## What you will do
Turn the items below into a JSON list of strings, with one string for each line and no blank lines.

## Recorded data
************
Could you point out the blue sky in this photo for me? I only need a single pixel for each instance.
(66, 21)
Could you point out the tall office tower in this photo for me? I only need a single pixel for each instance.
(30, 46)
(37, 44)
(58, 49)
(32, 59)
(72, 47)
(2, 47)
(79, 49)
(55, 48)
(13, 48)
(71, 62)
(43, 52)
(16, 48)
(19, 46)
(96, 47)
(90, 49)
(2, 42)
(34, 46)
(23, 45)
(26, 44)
************
## Answer to the exercise
[
  "Could you point out the blue sky in this photo for me? I only need a single pixel for each instance.",
  "(66, 21)",
  "Could you point out the tall office tower in this photo for me? I only need a single pixel for each instance.",
  "(30, 46)",
  "(37, 44)",
  "(58, 49)",
  "(32, 59)",
  "(72, 47)",
  "(2, 47)",
  "(79, 49)",
  "(55, 48)",
  "(13, 48)",
  "(71, 62)",
  "(43, 52)",
  "(16, 48)",
  "(19, 46)",
  "(96, 47)",
  "(90, 49)",
  "(2, 42)",
  "(34, 46)",
  "(23, 45)",
  "(26, 44)"
]